Passage given -
------------------------------------------------------------

- Conference: Big Ten Conference
- Record: 2–7–2 (0–6–2 Big Ten)
- Head coach: John Gutekunst (3rd season);
- Captains: Jason Bruce; Chuck McCree; Brian Williams;
- Home stadium: Hubert H. Humphrey Metrodome

= 1988 Minnesota Golden Gophers football team =

American college football season

The 1988 Minnesota Golden Gophers football team represented the University of Minnesota in the 1988 NCAA Division I-A football season. In their third year under head coach John Gutekunst, the Golden Gophers compiled a 2-7-2 record and were outscored by their opponents by a combined total of 246 to 195. The tie against Illinois was the last tie for the Golden Gophers and under current NCAA rules, it will be the last in Golden Gophers history.

Punter Brent Herbel was named All-Big Ten second team. Punter Brent Herbel and offensive lineman Brent Liimatta were named Academic All-Big Ten.

------------------------------------------------------------

Excerpted records -
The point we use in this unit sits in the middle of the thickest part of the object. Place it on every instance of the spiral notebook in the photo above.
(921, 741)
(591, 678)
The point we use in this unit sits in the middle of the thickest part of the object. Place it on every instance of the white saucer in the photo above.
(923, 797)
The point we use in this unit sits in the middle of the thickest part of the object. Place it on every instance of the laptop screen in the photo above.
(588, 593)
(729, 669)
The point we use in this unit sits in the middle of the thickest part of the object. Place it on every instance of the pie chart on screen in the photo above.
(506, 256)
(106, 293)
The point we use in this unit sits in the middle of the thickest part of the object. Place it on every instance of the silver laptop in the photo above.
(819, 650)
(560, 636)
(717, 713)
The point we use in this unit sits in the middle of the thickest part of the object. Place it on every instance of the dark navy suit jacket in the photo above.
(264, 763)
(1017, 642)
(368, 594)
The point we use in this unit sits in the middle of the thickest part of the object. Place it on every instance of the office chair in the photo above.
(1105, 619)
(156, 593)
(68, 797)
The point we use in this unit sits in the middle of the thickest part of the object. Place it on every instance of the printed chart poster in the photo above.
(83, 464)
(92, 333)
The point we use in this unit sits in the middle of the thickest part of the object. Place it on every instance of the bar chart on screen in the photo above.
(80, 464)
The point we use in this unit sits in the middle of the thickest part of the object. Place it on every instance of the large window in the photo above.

------------------------------------------------------------

The exercise - Return the entire passage on the 1988 Minnesota Golden Gophers football team word for word.

Written answer -
- Conference: Big Ten Conference
- Record: 2–7–2 (0–6–2 Big Ten)
- Head coach: John Gutekunst (3rd season);
- Captains: Jason Bruce; Chuck McCree; Brian Williams;
- Home stadium: Hubert H. Humphrey Metrodome

= 1988 Minnesota Golden Gophers football team =

American college football season

The 1988 Minnesota Golden Gophers football team represented the University of Minnesota in the 1988 NCAA Division I-A football season. In their third year under head coach John Gutekunst, the Golden Gophers compiled a 2-7-2 record and were outscored by their opponents by a combined total of 246 to 195. The tie against Illinois was the last tie for the Golden Gophers and under current NCAA rules, it will be the last in Golden Gophers history.

Punter Brent Herbel was named All-Big Ten second team. Punter Brent Herbel and offensive lineman Brent Liimatta were named Academic All-Big Ten.